* ЗАДАНИЯ *
a – Кого, согласно тексту страницы, назначили командующим Западным фронтом?
b – Верны ли по тексту страницы эти утверждения? На каждое ответьте «да» или «нет» и процитируйте решающие слова текста. (i) Белопольские войска захватили Киев 25 апреля. (ii) Военное положение в РСФСР вновь ввели 12 июня. (iii) Штаб А. И. Егорова находился в Харькове.
c – Перескажите текст страницы в двух предложениях.
*** ТЕКСТ СТРАНИЦЫ
С запада и с юга Советской России угрожала новая опасность. Хорошо шли

дела у нас на востоке, на севере и на Кавказе. Но в Крыму собирал остатки

деникинцев провозглашенный "главнокомандующим вооруженными силами юга

России" барон Врангель. А на западе буржуазно-помещичья Польша упорно не

хотела идти на мир. Воззвание ВЦИК к Польше осталось без ответа. Вскоре

белопольские войска перешли в наступление, а 25 апреля захватили Киев.

12 мая в РСФСР вновь ввели военное положение. Командующим Западным

фронтом назначили М. Н. Тухачевского. 15-я и 16-я армии должны были нанести

по белополякам основной удар. Тем временем Юго-Западный фронт обязан был

очистить от врага Центральную Украину. Командующий фронтом А. И. Егоров

спешно стягивал силы в район Приднепровья. Газеты оповестили о партийных и

рабочих мобилизациях. Уже отдавшие ранее фронтам лучших людей, пролетарские

центры страны слали на запад и юго-запад новые рабочие полки. Сворачивались

занятия на командирских курсах, и молодых красных офицеров досрочно

направляли в действующую армию. Опустела и наша академия. В мае большая

группа слушателей была откомандирована в Харьков, где находился штаб А. И.

Егорова.

До Харькова мы добирались кто как мог. Одна из групп "академиков" (как

нас называли в шутку) попала в вагон, который прицепили к поезду члена

Реввоенсовета фронта И. В. Сталина. Другим членом РВС Юго-Западного фронта

назначили латыша Рейнгольда Иосифовича Берзина. Талантливый литератор,

участник первой русской революции, \50\ прапорщик-фронтовик в дни мировой

войны, один из руководителей боевых операций против белопольского корпуса

Довбор-Мусницкого после Октября, главнокомандующий так называемым Западным

революционным фронтом, а потом Северо-Урало-Сибирским фронтом и 3-й армией

против Колчака, инспектор армии Советской Латвии, затем член Реввоенсовета

ряда фронтов, Берзин был надежным и стойким человеком. Я познакомился с ним

несколько позже. Не знал я раньше лично и И.В. Сталина, хотя слышал о нем,

находясь на Южном фронте годом раньше.

Прибыв в Харьков, мы отправились в штаб фронта. Его начальник И. Н.
******
*** СОХРАНЁННЫЕ ДАННЫЕ
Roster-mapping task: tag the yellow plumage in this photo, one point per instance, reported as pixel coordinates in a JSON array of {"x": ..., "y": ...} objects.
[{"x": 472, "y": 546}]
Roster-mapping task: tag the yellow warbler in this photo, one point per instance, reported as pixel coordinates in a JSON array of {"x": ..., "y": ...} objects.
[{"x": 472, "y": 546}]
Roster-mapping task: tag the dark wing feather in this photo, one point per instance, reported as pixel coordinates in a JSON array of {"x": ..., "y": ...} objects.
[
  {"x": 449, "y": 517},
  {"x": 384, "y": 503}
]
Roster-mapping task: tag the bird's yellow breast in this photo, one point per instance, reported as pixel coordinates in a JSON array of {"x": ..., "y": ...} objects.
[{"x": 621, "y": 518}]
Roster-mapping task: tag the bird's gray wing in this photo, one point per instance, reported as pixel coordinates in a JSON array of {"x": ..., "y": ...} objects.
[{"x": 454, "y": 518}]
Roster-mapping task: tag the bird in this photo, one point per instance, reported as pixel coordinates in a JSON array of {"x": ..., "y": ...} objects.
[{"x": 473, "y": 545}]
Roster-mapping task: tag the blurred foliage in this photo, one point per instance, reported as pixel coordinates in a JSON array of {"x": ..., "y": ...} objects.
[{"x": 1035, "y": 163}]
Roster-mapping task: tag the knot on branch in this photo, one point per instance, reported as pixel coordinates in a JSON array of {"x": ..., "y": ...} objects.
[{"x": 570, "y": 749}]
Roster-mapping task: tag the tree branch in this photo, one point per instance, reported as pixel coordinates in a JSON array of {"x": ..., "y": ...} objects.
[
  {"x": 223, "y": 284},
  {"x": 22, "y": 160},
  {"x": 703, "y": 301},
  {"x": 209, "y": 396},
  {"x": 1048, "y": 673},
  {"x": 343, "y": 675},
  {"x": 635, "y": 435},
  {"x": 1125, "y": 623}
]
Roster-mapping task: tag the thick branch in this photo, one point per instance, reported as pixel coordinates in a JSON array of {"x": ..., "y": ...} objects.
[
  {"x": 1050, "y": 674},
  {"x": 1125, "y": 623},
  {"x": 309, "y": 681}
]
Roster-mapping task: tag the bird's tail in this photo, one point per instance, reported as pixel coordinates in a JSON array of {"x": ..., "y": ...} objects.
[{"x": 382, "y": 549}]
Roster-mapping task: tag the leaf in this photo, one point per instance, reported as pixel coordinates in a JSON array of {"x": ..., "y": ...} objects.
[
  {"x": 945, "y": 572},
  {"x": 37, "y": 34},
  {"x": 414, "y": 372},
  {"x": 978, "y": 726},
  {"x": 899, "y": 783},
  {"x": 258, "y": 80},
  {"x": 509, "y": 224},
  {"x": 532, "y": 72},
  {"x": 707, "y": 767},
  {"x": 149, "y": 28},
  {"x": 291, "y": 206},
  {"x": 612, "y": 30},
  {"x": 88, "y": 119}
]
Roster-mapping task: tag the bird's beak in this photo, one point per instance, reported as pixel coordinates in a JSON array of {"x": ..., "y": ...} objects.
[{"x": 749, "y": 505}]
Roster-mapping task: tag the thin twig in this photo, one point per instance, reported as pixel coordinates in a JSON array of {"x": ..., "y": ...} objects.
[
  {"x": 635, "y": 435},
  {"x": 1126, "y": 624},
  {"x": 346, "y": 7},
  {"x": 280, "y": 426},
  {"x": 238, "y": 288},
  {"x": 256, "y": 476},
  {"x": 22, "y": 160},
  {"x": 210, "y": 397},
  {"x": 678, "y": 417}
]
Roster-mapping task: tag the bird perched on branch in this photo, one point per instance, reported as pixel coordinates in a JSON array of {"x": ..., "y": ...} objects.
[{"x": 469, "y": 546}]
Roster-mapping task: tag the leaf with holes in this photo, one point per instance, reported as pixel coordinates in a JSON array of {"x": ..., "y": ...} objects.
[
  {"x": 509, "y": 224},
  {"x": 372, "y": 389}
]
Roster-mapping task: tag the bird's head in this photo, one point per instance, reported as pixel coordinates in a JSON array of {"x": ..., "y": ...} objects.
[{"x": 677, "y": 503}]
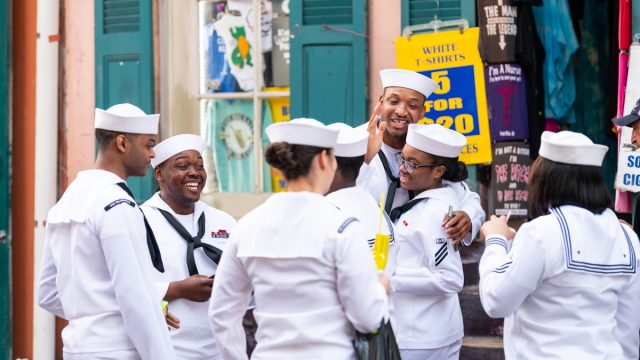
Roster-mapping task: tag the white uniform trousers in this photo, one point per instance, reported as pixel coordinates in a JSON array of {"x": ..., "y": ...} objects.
[{"x": 449, "y": 352}]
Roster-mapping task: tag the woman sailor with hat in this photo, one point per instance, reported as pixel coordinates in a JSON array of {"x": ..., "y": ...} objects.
[
  {"x": 427, "y": 319},
  {"x": 356, "y": 201},
  {"x": 313, "y": 278},
  {"x": 567, "y": 282}
]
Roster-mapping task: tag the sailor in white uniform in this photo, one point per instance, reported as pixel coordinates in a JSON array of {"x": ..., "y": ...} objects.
[
  {"x": 355, "y": 201},
  {"x": 97, "y": 258},
  {"x": 567, "y": 283},
  {"x": 313, "y": 278},
  {"x": 191, "y": 236},
  {"x": 401, "y": 104},
  {"x": 427, "y": 318}
]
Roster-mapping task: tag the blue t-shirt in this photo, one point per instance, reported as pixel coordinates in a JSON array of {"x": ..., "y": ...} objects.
[{"x": 555, "y": 28}]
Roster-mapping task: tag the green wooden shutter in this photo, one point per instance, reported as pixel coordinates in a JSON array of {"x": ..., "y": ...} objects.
[
  {"x": 416, "y": 12},
  {"x": 328, "y": 63},
  {"x": 5, "y": 201},
  {"x": 124, "y": 64}
]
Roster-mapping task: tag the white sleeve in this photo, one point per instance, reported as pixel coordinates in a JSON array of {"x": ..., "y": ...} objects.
[
  {"x": 162, "y": 287},
  {"x": 229, "y": 300},
  {"x": 47, "y": 289},
  {"x": 470, "y": 204},
  {"x": 506, "y": 279},
  {"x": 442, "y": 272},
  {"x": 364, "y": 300},
  {"x": 627, "y": 316},
  {"x": 141, "y": 310},
  {"x": 365, "y": 174}
]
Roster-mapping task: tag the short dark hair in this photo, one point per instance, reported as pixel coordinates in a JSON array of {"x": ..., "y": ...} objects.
[
  {"x": 349, "y": 167},
  {"x": 553, "y": 184},
  {"x": 292, "y": 160},
  {"x": 455, "y": 170},
  {"x": 105, "y": 137}
]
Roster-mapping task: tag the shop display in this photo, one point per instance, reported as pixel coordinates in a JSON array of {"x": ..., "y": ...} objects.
[
  {"x": 511, "y": 166},
  {"x": 451, "y": 59},
  {"x": 229, "y": 132},
  {"x": 507, "y": 102},
  {"x": 497, "y": 20}
]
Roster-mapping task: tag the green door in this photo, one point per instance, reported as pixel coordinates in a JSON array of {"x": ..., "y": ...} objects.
[
  {"x": 5, "y": 200},
  {"x": 416, "y": 12},
  {"x": 124, "y": 64},
  {"x": 328, "y": 60}
]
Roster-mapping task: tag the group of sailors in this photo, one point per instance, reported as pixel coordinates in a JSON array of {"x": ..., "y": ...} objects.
[{"x": 566, "y": 282}]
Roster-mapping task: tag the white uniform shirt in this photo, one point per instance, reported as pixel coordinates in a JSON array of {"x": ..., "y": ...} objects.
[
  {"x": 356, "y": 202},
  {"x": 97, "y": 272},
  {"x": 568, "y": 288},
  {"x": 374, "y": 180},
  {"x": 313, "y": 277},
  {"x": 194, "y": 339},
  {"x": 428, "y": 276}
]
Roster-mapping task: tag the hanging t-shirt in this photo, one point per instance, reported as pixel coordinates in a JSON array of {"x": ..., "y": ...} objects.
[
  {"x": 245, "y": 7},
  {"x": 498, "y": 30},
  {"x": 239, "y": 50},
  {"x": 218, "y": 72},
  {"x": 530, "y": 54},
  {"x": 229, "y": 132},
  {"x": 507, "y": 102},
  {"x": 560, "y": 43}
]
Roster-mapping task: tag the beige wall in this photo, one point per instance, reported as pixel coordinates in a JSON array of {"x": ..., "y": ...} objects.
[
  {"x": 384, "y": 27},
  {"x": 179, "y": 72},
  {"x": 77, "y": 84}
]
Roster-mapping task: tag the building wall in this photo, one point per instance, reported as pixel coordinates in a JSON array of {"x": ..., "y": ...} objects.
[
  {"x": 77, "y": 90},
  {"x": 384, "y": 27},
  {"x": 23, "y": 173}
]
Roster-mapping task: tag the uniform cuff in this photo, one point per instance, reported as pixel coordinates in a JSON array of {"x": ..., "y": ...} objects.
[{"x": 495, "y": 239}]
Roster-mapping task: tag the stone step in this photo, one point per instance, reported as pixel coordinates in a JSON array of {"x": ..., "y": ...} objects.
[
  {"x": 476, "y": 321},
  {"x": 482, "y": 348}
]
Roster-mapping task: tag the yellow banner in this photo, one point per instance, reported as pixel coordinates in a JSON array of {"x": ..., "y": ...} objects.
[
  {"x": 452, "y": 59},
  {"x": 279, "y": 112}
]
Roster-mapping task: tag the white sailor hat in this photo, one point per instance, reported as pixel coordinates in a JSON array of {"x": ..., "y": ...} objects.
[
  {"x": 126, "y": 118},
  {"x": 408, "y": 79},
  {"x": 435, "y": 139},
  {"x": 175, "y": 145},
  {"x": 351, "y": 142},
  {"x": 570, "y": 147},
  {"x": 303, "y": 131}
]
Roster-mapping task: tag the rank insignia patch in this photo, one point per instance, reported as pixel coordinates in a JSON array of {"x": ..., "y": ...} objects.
[
  {"x": 220, "y": 234},
  {"x": 118, "y": 202}
]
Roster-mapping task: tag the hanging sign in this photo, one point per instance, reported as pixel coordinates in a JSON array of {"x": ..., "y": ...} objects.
[
  {"x": 628, "y": 176},
  {"x": 451, "y": 59},
  {"x": 511, "y": 165}
]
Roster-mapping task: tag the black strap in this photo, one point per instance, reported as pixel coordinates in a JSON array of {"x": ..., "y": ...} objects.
[
  {"x": 393, "y": 185},
  {"x": 193, "y": 242},
  {"x": 397, "y": 212},
  {"x": 152, "y": 244}
]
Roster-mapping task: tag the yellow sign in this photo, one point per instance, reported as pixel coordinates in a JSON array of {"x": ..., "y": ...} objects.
[
  {"x": 279, "y": 112},
  {"x": 452, "y": 59}
]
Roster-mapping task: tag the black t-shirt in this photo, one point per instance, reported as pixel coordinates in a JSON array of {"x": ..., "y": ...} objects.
[{"x": 498, "y": 24}]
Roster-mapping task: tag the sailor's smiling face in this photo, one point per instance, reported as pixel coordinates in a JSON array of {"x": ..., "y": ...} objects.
[
  {"x": 182, "y": 177},
  {"x": 401, "y": 107}
]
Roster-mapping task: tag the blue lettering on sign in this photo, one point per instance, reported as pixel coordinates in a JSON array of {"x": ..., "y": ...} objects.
[
  {"x": 633, "y": 161},
  {"x": 631, "y": 179},
  {"x": 453, "y": 104}
]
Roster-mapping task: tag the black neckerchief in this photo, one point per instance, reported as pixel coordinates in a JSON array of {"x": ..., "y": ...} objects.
[
  {"x": 152, "y": 244},
  {"x": 193, "y": 242}
]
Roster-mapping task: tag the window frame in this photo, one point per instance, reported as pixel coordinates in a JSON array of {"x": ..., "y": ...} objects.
[{"x": 258, "y": 96}]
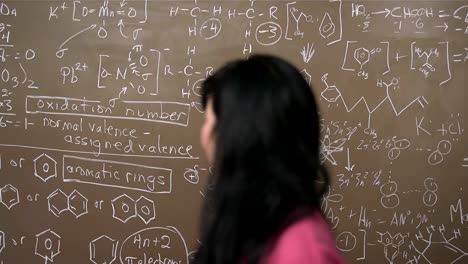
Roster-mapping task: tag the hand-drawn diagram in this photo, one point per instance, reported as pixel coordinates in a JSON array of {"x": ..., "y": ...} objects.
[
  {"x": 48, "y": 245},
  {"x": 331, "y": 94},
  {"x": 99, "y": 123},
  {"x": 45, "y": 167},
  {"x": 437, "y": 156},
  {"x": 103, "y": 250},
  {"x": 392, "y": 244},
  {"x": 59, "y": 202},
  {"x": 9, "y": 196},
  {"x": 125, "y": 208},
  {"x": 441, "y": 238}
]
******
* ОТВЕТЫ *
a – М. Н. Тухачевского.

b –
(i) Да: «а 25 апреля захватили Киев».
(ii) Нет: «12 мая в РСФСР вновь ввели военное положение».
(iii) Да: «в Харьков, где находился штаб А. И. Егорова».

c – В Крыму барон Врангель собирал остатки деникинцев, а на западе Польша не хотела идти на мир: белопольские войска перешли в наступление и 25 апреля захватили Киев. 12 мая в РСФСР вновь ввели военное положение, на запад и юго-запад слали новые рабочие полки и досрочно направляли молодых красных офицеров, а в мае большую группу слушателей академии откомандировали в Харьков, где находился штаб А. И. Егорова.